- **Directions**
Return, word for word, the passage of the forum thread below that opens with the words containing "Being a software" and closes with "you mean 32Gb.".
--- begin Document segment ---
Who logs in to gdm? Not I, said the duck.
Being a software engineer myself I understand the sense of excitement accomplishment after completing internal testing. But as with many projects, as soon as this leaves the controlled "lab testing" environment it's a whole different ball game. Until then it's still a white paper product and I'd suggest remaining cautiously optimistic...
When you say small amounts, you mean 32Gb.
Which according to newegg can be had for $229, sure it's not pocket change but if you're thinking of say a computer vision program for a car... that's a tree, that's a house, that's a dog, there's a child running around. I would imagine it's a lot easier to collect sensor data than to make sense of it in real time, if you can rapidly identify points of interest like facial recognition in photo cameras on steroids you can put processing power - and potentially directional sensors - to good use. For example, you very closely look for clues whether a pedestrian walking down the street past a crossing is going to make use of it, so should an AI driver. Blunt use of raw processing power will only take you so far.
--- end Document segment ---
--- begin Extracted data ---
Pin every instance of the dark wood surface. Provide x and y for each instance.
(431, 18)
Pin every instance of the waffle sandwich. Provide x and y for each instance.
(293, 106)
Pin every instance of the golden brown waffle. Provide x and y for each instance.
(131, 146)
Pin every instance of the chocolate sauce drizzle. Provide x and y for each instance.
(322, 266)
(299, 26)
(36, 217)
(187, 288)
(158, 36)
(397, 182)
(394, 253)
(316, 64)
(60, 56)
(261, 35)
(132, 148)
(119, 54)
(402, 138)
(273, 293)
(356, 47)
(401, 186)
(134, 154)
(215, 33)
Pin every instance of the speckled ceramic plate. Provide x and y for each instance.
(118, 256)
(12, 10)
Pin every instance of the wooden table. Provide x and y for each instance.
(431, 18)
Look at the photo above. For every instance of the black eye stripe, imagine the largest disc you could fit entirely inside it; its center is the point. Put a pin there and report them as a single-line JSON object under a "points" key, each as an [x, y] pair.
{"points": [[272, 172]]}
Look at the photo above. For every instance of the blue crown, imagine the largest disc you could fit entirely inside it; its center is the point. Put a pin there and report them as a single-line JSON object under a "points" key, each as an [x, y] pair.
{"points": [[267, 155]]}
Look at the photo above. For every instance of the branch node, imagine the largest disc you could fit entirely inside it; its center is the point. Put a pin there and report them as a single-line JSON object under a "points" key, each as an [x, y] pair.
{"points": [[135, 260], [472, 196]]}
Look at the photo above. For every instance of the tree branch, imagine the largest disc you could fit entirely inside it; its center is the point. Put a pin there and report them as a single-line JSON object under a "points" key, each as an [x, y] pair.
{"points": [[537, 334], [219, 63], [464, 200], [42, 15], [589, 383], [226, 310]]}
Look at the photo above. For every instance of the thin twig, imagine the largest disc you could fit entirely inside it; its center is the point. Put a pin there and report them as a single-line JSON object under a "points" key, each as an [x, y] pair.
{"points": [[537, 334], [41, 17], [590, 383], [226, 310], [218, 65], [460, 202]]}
--- end Extracted data ---
- **Task response**
Being a software engineer myself I understand the sense of excitement accomplishment after completing internal testing. But as with many projects, as soon as this leaves the controlled "lab testing" environment it's a whole different ball game. Until then it's still a white paper product and I'd suggest remaining cautiously optimistic...
When you say small amounts, you mean 32Gb.